# [PAGE TEXT]
────────

The FMS Inspection Score is FindMySchool's proprietary analysis based on official Ofsted and ISI inspection reports. It converts ratings into a standardised 1–10 scale for fair comparison across all schools in England.
Disclaimer: The FMS Inspection Score is an independent analysis by FindMySchool. It is not endorsed by or affiliated with Ofsted or ISI. Always refer to the official Ofsted or ISI report for the full picture of a school’s inspection outcome.
A genuinely international all-through school in Surrey, with a curriculum that is built around the International Baccalaureate from early years through to sixth form. What makes this unusual in England is the breadth of authorisation across the IB continuum, so families can avoid the common mid-school curriculum reset that happens when schools switch from one framework to another at Year 7 or Year 12. The result is a school that talks consistently about inquiry, reflection, service, and independent learning, then tries to make that language visible in lessons, assessment, and pastoral systems.

────────

# [ASSIGNED TASK 1]
Based on the school profile text, say whether each statement agrees with it. Answer yes or no for each, and quote the words that decide it.
(a) The FMS Inspection Score is endorsed by Ofsted.
(b) The FMS Inspection Score places ratings on a 1–10 scale.
(c) The school described is in Kent.
# [ASSIGNED TASK 2]
According to the school profile text, what curriculum is the school built around?
# [ASSIGNED TASK 3]
Reproduce the stretch of the school profile text from "A genuinely international" through "and pastoral systems.".

# [INPUT DATA]
────────

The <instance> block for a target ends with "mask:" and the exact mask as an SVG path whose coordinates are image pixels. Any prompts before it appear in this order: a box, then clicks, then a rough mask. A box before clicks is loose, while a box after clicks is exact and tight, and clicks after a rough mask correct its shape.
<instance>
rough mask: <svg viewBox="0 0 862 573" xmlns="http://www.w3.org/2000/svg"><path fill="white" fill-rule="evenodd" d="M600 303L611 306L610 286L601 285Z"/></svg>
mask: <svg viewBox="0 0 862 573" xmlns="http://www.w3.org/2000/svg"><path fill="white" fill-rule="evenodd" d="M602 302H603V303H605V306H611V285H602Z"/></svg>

────────

# [RESULT 1]
(a) No: "It is not endorsed by or affiliated with Ofsted or ISI."
(b) Yes: "It converts ratings into a standardised 1–10 scale for fair comparison across all schools in England."
(c) No: "A genuinely international all-through school in Surrey"

# [RESULT 2]
The International Baccalaureate.

# [RESULT 3]
A genuinely international all-through school in Surrey, with a curriculum that is built around the International Baccalaureate from early years through to sixth form. What makes this unusual in England is the breadth of authorisation across the IB continuum, so families can avoid the common mid-school curriculum reset that happens when schools switch from one framework to another at Year 7 or Year 12. The result is a school that talks consistently about inquiry, reflection, service, and independent learning, then tries to make that language visible in lessons, assessment, and pastoral systems.